═══ RECORD EXTRACTS ═══
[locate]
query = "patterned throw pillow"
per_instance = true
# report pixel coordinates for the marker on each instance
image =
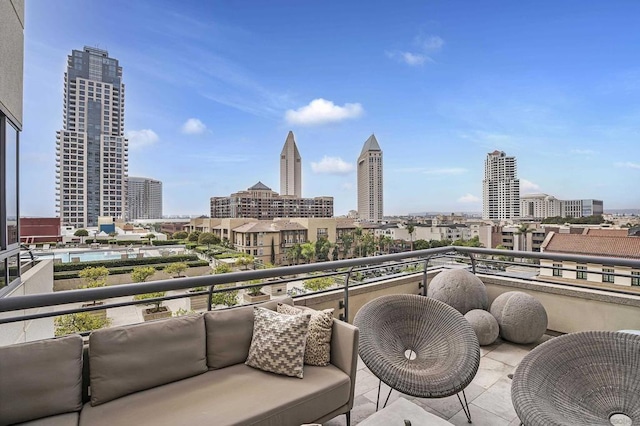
(278, 342)
(318, 350)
═══
WHAT IS BEING ASKED.
Leaving out the pictures, print exactly and only the lines from the one containing "# report pixel" through the last line of the records.

ANSWER FOR THIS EXERCISE.
# report pixel coordinates for the marker on each instance
image =
(278, 342)
(318, 350)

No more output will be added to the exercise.